### Provided material ###

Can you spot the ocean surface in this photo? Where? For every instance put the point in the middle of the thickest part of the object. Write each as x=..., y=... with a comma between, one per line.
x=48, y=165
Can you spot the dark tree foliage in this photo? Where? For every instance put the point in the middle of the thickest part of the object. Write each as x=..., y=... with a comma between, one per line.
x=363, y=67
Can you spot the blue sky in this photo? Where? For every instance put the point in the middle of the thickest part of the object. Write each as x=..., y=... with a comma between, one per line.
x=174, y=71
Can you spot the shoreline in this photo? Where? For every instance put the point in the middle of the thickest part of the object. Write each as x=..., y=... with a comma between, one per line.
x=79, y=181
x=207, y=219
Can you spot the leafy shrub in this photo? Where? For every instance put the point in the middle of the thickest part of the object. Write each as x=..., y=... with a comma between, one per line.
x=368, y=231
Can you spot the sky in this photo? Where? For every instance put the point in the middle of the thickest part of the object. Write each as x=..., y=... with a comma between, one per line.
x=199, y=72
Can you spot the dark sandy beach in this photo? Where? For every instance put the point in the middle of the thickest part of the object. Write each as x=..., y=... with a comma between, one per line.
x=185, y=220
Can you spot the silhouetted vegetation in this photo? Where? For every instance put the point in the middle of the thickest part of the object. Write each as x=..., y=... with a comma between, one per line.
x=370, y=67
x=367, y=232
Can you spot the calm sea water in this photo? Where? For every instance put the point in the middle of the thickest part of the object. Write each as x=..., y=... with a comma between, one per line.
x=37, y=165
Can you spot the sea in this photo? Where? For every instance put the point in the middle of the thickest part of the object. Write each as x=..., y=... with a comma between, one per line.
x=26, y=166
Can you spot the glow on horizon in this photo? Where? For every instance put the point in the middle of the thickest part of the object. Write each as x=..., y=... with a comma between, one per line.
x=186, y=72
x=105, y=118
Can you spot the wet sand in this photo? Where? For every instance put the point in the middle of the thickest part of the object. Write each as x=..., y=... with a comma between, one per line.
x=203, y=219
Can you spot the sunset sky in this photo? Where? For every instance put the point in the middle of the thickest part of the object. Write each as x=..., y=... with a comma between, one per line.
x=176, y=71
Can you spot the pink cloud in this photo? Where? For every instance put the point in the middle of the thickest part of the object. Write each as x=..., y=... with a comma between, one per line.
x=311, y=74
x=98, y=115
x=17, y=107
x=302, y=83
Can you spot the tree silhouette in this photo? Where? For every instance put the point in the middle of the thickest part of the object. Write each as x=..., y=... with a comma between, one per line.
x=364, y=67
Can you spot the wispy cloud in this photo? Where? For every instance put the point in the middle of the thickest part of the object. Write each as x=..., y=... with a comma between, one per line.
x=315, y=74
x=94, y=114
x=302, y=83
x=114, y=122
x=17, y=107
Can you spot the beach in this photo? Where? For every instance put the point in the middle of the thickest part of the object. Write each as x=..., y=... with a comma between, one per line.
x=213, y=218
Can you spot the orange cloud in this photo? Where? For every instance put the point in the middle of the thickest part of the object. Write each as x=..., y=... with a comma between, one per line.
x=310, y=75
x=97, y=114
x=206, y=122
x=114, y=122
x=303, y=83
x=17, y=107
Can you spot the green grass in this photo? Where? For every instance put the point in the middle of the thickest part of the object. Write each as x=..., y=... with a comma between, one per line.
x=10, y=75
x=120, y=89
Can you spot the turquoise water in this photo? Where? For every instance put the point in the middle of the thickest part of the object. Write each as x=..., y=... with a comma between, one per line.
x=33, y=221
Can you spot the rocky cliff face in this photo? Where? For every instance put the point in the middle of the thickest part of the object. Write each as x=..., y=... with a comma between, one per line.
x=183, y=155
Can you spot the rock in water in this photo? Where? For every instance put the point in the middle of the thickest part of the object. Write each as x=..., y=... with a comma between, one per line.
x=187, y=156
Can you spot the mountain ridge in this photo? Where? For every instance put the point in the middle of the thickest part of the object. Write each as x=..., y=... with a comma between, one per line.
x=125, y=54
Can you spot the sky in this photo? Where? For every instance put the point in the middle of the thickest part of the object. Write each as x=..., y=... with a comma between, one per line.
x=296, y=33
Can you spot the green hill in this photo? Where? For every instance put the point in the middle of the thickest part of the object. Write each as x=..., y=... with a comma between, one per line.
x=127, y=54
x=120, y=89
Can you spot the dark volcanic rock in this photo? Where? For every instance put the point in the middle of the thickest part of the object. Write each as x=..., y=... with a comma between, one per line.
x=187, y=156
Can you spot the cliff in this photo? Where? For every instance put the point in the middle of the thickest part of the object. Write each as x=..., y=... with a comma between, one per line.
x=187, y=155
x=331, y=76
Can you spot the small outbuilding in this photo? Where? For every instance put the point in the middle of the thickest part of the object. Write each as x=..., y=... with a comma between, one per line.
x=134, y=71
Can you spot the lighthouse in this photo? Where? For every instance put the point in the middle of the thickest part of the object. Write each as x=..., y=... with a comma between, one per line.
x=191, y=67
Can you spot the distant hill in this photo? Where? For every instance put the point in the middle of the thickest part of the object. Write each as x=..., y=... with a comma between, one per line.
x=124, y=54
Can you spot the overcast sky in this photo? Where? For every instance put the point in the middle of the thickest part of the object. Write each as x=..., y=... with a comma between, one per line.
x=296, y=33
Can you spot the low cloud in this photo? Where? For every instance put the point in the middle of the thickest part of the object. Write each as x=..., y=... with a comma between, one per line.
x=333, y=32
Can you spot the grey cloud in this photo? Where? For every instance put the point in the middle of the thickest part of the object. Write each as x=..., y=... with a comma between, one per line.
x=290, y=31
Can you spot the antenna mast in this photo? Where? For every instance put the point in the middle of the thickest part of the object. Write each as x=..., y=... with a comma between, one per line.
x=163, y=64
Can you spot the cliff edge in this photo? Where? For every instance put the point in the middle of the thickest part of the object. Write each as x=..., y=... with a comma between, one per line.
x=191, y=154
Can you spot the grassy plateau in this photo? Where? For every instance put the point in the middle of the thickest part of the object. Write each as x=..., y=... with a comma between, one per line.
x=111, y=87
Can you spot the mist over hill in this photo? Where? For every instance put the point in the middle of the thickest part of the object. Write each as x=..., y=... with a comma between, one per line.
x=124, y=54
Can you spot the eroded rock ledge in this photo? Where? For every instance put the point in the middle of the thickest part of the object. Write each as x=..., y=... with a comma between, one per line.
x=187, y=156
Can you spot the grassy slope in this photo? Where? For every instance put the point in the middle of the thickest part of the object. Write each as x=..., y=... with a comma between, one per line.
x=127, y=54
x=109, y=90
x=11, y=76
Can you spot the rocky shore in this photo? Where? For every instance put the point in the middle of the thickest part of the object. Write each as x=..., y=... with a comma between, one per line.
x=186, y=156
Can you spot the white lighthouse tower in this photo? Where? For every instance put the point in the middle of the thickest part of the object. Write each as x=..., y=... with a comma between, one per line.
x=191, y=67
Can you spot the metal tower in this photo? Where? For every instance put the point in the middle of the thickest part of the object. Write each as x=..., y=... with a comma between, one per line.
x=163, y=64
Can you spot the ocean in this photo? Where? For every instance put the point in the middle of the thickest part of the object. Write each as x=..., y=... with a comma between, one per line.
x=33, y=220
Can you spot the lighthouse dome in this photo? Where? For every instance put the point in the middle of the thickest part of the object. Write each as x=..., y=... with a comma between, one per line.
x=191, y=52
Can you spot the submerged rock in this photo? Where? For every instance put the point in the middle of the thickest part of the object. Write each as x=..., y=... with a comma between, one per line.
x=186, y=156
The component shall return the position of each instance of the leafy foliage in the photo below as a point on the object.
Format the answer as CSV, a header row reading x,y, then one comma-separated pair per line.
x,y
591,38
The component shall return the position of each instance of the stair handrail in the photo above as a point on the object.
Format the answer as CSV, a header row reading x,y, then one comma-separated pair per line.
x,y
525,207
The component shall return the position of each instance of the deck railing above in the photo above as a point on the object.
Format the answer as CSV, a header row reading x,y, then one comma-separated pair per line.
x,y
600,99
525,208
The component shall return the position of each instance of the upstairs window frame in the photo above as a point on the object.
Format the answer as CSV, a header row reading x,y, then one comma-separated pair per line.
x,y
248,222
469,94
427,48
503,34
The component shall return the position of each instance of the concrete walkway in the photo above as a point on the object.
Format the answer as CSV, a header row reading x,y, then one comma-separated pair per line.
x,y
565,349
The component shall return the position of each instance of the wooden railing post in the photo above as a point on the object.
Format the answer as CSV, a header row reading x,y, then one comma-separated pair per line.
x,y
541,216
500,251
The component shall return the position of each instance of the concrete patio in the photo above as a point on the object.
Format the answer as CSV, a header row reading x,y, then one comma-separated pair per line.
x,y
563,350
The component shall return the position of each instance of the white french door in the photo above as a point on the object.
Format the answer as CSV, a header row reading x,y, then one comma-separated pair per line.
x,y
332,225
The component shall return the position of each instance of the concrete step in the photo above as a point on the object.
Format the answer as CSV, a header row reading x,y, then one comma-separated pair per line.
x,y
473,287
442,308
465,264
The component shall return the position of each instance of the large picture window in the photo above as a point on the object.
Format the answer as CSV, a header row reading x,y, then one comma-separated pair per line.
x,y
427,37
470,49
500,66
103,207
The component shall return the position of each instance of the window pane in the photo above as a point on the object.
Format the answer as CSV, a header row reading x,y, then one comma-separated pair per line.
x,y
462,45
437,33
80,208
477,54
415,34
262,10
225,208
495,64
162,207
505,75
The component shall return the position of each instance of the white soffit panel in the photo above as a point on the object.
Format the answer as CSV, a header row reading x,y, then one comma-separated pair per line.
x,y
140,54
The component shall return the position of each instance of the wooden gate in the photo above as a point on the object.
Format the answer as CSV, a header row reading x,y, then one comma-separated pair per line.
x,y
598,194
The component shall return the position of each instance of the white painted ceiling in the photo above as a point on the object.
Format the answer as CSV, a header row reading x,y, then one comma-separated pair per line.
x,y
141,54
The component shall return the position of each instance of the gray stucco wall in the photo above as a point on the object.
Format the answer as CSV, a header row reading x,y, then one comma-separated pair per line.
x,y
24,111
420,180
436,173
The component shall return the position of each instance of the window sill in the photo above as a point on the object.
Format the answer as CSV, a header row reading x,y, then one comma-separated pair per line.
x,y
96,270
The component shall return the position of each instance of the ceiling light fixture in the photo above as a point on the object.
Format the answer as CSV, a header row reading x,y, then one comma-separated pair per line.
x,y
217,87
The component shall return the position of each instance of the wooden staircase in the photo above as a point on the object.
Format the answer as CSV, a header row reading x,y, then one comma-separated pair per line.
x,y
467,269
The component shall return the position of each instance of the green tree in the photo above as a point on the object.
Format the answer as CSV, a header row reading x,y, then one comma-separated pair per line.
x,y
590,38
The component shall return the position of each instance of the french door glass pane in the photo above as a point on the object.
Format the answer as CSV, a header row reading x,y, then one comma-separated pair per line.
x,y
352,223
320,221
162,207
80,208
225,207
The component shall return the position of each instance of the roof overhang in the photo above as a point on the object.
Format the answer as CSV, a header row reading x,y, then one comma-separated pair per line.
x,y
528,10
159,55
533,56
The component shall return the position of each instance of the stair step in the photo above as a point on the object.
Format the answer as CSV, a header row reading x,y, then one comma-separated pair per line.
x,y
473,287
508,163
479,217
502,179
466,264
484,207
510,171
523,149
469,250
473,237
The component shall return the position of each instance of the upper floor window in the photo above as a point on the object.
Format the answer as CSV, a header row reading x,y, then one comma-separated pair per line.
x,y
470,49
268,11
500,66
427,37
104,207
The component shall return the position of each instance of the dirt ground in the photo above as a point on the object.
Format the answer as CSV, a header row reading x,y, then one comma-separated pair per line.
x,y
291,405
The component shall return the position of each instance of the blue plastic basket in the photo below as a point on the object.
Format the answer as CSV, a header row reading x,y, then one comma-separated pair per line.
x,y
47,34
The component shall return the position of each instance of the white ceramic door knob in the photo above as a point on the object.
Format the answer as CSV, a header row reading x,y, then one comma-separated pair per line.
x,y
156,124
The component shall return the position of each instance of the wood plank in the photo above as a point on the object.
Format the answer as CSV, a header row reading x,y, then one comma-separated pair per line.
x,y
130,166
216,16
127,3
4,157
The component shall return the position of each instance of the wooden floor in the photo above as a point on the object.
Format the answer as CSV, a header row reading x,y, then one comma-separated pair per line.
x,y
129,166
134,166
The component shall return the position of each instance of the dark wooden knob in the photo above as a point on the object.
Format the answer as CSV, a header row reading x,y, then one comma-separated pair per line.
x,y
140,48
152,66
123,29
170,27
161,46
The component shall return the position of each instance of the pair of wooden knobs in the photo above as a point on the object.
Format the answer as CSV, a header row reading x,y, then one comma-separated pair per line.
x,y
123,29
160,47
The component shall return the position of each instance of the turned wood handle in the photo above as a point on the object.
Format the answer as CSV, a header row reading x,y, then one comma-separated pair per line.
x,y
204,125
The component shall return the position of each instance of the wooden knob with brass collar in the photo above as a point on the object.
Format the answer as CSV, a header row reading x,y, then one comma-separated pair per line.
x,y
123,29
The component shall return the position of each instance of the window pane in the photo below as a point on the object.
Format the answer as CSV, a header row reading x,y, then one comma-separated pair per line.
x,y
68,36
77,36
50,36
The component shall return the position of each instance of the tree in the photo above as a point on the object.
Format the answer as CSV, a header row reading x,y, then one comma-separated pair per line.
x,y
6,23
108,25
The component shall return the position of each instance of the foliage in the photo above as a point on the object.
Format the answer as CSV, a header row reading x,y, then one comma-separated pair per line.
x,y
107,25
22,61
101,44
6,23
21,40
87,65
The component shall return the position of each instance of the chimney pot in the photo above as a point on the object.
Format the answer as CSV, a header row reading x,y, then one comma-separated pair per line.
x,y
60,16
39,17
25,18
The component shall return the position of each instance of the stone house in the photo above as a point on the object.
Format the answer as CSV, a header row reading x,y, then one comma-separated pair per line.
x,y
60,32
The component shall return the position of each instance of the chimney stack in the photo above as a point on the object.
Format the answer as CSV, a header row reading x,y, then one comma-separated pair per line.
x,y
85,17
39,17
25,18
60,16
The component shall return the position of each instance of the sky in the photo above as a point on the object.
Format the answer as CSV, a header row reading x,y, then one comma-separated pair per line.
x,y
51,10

###

[Work to complete] Return, in full, every line of these entries that holds "railing".

[Solution]
The component shall return the position of each instance of the deck railing above in the photo above as a point on the object.
The component shall return the position of each instance of the wooden railing post in the photo above as a point on the object.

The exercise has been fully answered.